Calvino e as Relações de Trabalho

Por André Biéler

A ética calvinista do trabalho.

Como toda ética do reformador, a ética do trabalho baseira-se, portanto, na visão bíblica das realidades sociais. É uma ética teológica, que pode confirmar, mas não necessariamente, a ética natural, de uma humanidade atualmente desnaturada. A ética evangélica destina-se a servir de referência aos seres humanos para ajudá-los a discernir o bem do mal, porque bem e mal lhes são igualmente naturais, um como o outro.

:: Registros de pontos rotulados ::
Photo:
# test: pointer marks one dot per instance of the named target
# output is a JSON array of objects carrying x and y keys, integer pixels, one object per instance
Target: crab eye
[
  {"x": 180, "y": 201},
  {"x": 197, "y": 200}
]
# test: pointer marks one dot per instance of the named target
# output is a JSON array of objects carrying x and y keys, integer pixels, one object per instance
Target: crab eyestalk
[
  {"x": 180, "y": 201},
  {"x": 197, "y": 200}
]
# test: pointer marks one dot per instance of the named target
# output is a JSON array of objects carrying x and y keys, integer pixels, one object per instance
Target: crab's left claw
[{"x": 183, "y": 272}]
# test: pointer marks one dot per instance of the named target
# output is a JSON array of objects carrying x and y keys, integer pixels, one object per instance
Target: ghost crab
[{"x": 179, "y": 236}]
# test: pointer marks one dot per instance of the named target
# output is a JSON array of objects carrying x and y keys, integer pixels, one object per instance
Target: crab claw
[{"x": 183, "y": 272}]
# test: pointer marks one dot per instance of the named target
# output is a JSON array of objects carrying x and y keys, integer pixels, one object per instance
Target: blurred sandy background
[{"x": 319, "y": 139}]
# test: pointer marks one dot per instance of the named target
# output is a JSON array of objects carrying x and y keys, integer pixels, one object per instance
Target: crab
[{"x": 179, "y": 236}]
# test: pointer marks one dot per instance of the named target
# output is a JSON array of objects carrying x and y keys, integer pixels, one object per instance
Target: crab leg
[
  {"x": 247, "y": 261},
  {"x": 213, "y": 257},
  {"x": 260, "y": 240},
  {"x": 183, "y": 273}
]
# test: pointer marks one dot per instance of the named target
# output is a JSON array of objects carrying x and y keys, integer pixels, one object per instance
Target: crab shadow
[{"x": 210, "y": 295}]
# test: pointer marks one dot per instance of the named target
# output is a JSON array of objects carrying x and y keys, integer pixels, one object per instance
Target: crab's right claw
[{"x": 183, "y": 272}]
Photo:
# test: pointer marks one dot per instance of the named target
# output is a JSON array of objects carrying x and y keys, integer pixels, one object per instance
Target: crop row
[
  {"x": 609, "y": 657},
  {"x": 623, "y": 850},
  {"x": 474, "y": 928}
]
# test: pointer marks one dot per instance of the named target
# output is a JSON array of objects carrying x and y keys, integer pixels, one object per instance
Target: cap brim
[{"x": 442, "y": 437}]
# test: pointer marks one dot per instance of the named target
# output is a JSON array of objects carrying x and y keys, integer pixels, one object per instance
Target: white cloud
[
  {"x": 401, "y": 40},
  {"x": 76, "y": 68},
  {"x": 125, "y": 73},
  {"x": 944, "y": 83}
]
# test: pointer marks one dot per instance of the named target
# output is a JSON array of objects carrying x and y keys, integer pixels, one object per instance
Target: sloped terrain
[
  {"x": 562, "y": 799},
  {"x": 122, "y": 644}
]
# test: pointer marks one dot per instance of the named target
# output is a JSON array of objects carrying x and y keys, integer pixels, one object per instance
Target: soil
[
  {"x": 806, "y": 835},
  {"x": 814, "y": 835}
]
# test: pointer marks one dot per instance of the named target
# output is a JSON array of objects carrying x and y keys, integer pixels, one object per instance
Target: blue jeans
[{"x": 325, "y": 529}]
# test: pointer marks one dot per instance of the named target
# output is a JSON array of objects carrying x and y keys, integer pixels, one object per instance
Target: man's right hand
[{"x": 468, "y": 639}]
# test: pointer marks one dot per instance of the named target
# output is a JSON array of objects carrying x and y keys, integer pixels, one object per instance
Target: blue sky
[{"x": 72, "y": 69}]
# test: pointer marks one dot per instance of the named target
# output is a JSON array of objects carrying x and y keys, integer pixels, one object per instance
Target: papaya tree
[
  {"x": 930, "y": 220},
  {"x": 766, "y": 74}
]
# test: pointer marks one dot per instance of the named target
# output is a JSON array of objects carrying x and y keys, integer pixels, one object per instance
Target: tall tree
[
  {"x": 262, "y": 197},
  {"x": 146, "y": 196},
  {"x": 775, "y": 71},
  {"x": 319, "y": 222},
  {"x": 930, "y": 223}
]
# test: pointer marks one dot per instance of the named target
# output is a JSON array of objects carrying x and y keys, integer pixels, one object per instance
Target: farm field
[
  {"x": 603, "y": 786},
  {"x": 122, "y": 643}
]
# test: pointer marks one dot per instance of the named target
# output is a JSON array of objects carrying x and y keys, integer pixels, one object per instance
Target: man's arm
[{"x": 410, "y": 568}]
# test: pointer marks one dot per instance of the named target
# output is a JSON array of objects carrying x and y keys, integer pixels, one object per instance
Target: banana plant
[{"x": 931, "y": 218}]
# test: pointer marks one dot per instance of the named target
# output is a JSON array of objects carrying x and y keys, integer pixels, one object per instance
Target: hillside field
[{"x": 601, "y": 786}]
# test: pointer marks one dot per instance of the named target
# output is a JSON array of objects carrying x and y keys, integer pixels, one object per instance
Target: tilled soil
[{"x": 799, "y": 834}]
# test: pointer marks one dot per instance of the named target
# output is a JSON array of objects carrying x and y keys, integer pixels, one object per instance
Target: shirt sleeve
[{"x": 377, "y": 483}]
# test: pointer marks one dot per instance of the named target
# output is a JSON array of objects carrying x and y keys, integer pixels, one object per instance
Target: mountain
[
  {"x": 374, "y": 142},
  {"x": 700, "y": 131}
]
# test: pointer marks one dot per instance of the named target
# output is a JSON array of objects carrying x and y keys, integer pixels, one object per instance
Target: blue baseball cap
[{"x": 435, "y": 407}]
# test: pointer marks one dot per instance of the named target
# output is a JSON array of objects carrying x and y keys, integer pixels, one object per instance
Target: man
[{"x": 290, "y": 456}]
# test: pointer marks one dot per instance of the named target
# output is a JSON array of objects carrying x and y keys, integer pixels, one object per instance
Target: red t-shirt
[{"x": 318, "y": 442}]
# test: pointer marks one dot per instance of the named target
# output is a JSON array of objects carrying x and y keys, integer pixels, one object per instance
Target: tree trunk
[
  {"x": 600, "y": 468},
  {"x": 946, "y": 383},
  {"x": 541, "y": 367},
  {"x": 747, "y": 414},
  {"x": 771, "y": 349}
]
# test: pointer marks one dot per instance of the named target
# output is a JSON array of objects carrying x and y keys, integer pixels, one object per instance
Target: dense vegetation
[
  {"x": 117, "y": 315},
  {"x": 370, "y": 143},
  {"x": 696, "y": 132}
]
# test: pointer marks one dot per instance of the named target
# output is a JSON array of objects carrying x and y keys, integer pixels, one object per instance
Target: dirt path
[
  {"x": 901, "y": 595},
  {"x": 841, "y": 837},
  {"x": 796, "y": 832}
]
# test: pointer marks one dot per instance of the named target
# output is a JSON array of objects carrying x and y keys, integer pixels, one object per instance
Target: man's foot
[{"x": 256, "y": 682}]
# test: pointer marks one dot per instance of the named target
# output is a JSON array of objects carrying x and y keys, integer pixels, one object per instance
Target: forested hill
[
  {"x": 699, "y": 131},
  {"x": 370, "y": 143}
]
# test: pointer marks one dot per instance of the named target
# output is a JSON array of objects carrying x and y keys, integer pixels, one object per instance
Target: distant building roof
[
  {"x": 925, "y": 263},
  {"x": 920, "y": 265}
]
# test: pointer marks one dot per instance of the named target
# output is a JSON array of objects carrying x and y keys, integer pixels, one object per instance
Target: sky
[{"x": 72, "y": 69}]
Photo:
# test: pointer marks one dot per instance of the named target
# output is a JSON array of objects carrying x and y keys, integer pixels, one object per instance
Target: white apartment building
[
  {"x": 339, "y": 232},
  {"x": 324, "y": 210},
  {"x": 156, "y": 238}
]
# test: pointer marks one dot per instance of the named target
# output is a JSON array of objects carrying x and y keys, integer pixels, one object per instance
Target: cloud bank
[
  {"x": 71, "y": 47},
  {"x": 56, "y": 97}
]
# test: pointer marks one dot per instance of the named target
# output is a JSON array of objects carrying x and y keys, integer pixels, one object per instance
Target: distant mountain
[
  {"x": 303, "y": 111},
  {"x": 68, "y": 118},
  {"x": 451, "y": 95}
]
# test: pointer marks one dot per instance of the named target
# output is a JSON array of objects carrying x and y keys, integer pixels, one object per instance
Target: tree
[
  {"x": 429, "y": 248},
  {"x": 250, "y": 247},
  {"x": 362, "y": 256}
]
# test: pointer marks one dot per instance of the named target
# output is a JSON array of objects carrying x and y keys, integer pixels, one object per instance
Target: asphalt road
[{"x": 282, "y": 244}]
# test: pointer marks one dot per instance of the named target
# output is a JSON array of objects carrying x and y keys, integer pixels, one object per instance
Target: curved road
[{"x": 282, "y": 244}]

:: Problemas ::
• A. No texto sobre a ética calvinista do trabalho, a que se destina a ética evangélica?
• B. Quantas linhas das entradas contêm a palavra "blue"? Considere maiúsculas e minúsculas como diferentes e responda só com o número.
O texto sobre a ética calvinista do trabalho e as entradas são materiais independentes entre si.

:: Soluções das tarefas ::
• A. A servir de referência aos seres humanos para ajudá-los a discernir o bem do mal.

• B. 3